> **Requisitos**
¿Puedes encontrar y copiar cada línea de las filas de abajo que contenga la palabra "dome"? Las mayúsculas y minúsculas cuentan.

[Entradas sobre la localización de objetos nombrados]
========================

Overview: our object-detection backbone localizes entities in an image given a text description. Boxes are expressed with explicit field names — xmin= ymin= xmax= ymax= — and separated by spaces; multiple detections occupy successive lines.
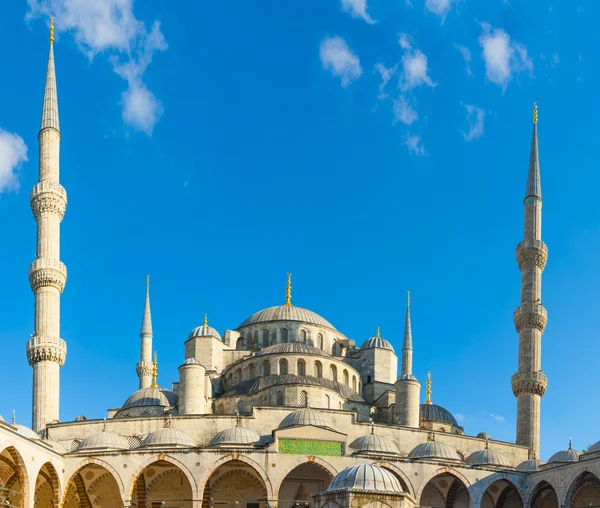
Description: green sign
xmin=279 ymin=439 xmax=342 ymax=457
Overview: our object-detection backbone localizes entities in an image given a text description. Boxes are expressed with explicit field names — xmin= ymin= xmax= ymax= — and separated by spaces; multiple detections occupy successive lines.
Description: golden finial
xmin=152 ymin=351 xmax=158 ymax=388
xmin=50 ymin=13 xmax=54 ymax=44
xmin=425 ymin=372 xmax=431 ymax=404
xmin=285 ymin=273 xmax=292 ymax=307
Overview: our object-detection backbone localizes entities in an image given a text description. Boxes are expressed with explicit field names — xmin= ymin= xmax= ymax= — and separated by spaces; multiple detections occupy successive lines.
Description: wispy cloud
xmin=319 ymin=36 xmax=362 ymax=87
xmin=460 ymin=104 xmax=485 ymax=141
xmin=26 ymin=0 xmax=167 ymax=136
xmin=479 ymin=23 xmax=533 ymax=90
xmin=342 ymin=0 xmax=376 ymax=25
xmin=0 ymin=129 xmax=28 ymax=194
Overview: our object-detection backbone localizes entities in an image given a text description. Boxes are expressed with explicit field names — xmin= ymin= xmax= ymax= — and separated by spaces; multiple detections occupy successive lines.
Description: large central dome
xmin=238 ymin=305 xmax=337 ymax=331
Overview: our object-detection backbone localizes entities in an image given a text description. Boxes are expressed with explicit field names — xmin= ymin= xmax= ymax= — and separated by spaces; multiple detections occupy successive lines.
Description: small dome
xmin=254 ymin=342 xmax=329 ymax=356
xmin=209 ymin=427 xmax=260 ymax=446
xmin=327 ymin=464 xmax=403 ymax=493
xmin=121 ymin=386 xmax=177 ymax=409
xmin=517 ymin=459 xmax=545 ymax=473
xmin=238 ymin=305 xmax=337 ymax=331
xmin=12 ymin=423 xmax=40 ymax=439
xmin=419 ymin=404 xmax=459 ymax=427
xmin=466 ymin=448 xmax=511 ymax=467
xmin=548 ymin=445 xmax=580 ymax=464
xmin=408 ymin=441 xmax=462 ymax=462
xmin=77 ymin=431 xmax=129 ymax=451
xmin=188 ymin=325 xmax=223 ymax=340
xmin=350 ymin=434 xmax=400 ymax=455
xmin=142 ymin=427 xmax=196 ymax=448
xmin=360 ymin=337 xmax=394 ymax=351
xmin=279 ymin=407 xmax=333 ymax=430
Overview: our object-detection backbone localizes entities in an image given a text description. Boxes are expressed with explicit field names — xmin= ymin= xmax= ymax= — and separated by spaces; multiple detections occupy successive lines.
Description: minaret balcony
xmin=513 ymin=303 xmax=548 ymax=333
xmin=517 ymin=240 xmax=548 ymax=270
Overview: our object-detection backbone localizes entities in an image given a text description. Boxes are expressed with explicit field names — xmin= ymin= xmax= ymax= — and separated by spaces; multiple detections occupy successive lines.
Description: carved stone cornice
xmin=511 ymin=370 xmax=548 ymax=397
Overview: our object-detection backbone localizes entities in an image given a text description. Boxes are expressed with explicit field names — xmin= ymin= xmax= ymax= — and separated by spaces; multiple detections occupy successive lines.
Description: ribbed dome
xmin=121 ymin=386 xmax=177 ymax=409
xmin=238 ymin=305 xmax=335 ymax=330
xmin=360 ymin=337 xmax=394 ymax=351
xmin=188 ymin=326 xmax=223 ymax=340
xmin=419 ymin=404 xmax=459 ymax=427
xmin=77 ymin=431 xmax=129 ymax=451
xmin=279 ymin=407 xmax=333 ymax=429
xmin=517 ymin=459 xmax=545 ymax=473
xmin=142 ymin=427 xmax=196 ymax=448
xmin=466 ymin=448 xmax=511 ymax=467
xmin=254 ymin=342 xmax=329 ymax=356
xmin=209 ymin=427 xmax=260 ymax=446
xmin=548 ymin=446 xmax=580 ymax=464
xmin=350 ymin=434 xmax=400 ymax=455
xmin=327 ymin=464 xmax=403 ymax=493
xmin=408 ymin=441 xmax=462 ymax=462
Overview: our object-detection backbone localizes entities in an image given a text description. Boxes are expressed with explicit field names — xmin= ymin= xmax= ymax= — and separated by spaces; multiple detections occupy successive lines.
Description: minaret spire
xmin=511 ymin=103 xmax=548 ymax=458
xmin=135 ymin=275 xmax=152 ymax=388
xmin=26 ymin=16 xmax=67 ymax=432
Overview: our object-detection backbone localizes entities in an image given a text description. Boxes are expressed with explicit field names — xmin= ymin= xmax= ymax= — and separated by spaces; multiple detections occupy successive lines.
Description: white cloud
xmin=0 ymin=129 xmax=28 ymax=194
xmin=460 ymin=104 xmax=485 ymax=141
xmin=394 ymin=95 xmax=419 ymax=125
xmin=404 ymin=134 xmax=427 ymax=155
xmin=342 ymin=0 xmax=376 ymax=25
xmin=319 ymin=36 xmax=362 ymax=87
xmin=454 ymin=43 xmax=473 ymax=76
xmin=27 ymin=0 xmax=167 ymax=135
xmin=479 ymin=23 xmax=533 ymax=89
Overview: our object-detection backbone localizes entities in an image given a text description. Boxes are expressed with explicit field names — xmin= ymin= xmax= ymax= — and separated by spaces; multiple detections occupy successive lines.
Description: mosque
xmin=0 ymin=17 xmax=600 ymax=508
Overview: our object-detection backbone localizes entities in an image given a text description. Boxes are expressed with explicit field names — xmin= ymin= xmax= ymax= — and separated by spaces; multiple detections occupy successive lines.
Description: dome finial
xmin=425 ymin=372 xmax=431 ymax=404
xmin=285 ymin=272 xmax=292 ymax=307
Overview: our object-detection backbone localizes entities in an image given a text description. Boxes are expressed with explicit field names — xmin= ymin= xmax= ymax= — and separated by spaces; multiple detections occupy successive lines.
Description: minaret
xmin=511 ymin=104 xmax=548 ymax=458
xmin=26 ymin=17 xmax=67 ymax=432
xmin=135 ymin=275 xmax=152 ymax=389
xmin=395 ymin=291 xmax=421 ymax=428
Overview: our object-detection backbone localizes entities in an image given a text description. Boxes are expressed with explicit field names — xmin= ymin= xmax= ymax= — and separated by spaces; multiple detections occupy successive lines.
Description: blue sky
xmin=0 ymin=0 xmax=600 ymax=458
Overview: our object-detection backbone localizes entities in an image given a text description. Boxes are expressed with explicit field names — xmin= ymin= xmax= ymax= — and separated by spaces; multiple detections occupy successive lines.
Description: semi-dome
xmin=279 ymin=407 xmax=333 ymax=429
xmin=327 ymin=464 xmax=403 ymax=493
xmin=408 ymin=441 xmax=462 ymax=462
xmin=466 ymin=447 xmax=511 ymax=467
xmin=121 ymin=386 xmax=177 ymax=409
xmin=349 ymin=434 xmax=400 ymax=455
xmin=77 ymin=431 xmax=129 ymax=451
xmin=142 ymin=427 xmax=196 ymax=448
xmin=209 ymin=427 xmax=260 ymax=446
xmin=517 ymin=459 xmax=545 ymax=473
xmin=255 ymin=342 xmax=329 ymax=356
xmin=238 ymin=305 xmax=337 ymax=331
xmin=419 ymin=404 xmax=459 ymax=427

========================

> **Tarea resuelta**
Description: large central dome
Description: small dome
Description: ribbed dome
Description: dome finial
Description: semi-dome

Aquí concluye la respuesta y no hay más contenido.